• [WORK ITEM]: Reproduce the section of the .25-20 Winchester cartridge text that opens with the words containing "While the SAAMI" and closes with "developed 1,732 ft/s.", changing "weaker steels" to "softer steels".

------ DOCUMENT SECTION

Ballistic performance
| Bullet mass/type | Velocity | Energy |
| 60 gr (4 g) FP | 2,101 ft/s (640 m/s) | 588 ft⋅lbf (797 J) |  |
| 75 gr (5 g) FP | 1,877 ft/s (572 m/s) | 587 ft⋅lbf (796 J) |  |
| 86 gr (6 g) SP | 1,673 ft/s (510 m/s) | 535 ft⋅lbf (725 J) |  |

= .25-20 Winchester =

Rifle cartridge

The .25-20 Winchester / 6.6x33mmR, or WCF (Winchester center fire), intermediate cartridge was developed around 1895 for the Winchester Model 1892 lever action rifle. It was based on necking down the .32-20 Winchester. In the early 20th century, it was a popular small game and varmint round, developing around 1,460 ft/s with 86-grain bullets.
But two years earlier Marlin Firearms Co. had already necked down the .32-20 Winchester, and called it the .25-20 Marlin. It was first chambered in Model 1889 lever action Marlins long before Winchester did the same thing and put their name on the .25-20.

While the SAAMI pressure rating is a full 28,000 CUP, modern ammunition is often loaded lighter in deference to the weaker steels used on many of the original guns. The early black powder cartridges were loaded to about 20,000 psi, but the SAAMI rating is close to that of the high velocity smokeless rounds produced later. The high velocity loadings developed 1,732 ft/s.

------------
------ SUPPLIED DATA

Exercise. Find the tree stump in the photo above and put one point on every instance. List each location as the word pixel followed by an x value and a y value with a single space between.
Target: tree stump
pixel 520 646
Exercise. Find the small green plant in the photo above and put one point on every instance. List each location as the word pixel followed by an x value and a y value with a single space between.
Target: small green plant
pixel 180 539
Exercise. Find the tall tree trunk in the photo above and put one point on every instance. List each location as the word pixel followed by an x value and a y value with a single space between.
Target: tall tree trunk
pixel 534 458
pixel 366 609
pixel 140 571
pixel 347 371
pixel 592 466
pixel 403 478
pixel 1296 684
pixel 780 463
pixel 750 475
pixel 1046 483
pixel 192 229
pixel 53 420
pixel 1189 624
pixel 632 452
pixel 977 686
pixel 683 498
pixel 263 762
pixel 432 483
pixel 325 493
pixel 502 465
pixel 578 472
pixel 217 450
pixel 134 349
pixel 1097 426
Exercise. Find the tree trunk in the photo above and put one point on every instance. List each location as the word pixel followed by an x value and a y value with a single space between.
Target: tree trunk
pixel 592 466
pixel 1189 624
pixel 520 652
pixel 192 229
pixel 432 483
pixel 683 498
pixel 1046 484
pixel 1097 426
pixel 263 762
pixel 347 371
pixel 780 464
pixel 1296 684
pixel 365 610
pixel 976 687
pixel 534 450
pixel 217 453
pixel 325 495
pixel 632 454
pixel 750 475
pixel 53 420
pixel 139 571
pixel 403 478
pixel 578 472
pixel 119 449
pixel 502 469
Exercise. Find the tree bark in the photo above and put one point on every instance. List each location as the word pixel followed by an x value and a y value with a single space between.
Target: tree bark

------------

• [REPLY]:
While the SAAMI pressure rating is a full 28,000 CUP, modern ammunition is often loaded lighter in deference to the softer steels used on many of the original guns. The early black powder cartridges were loaded to about 20,000 psi, but the SAAMI rating is close to that of the high velocity smokeless rounds produced later. The high velocity loadings developed 1,732 ft/s.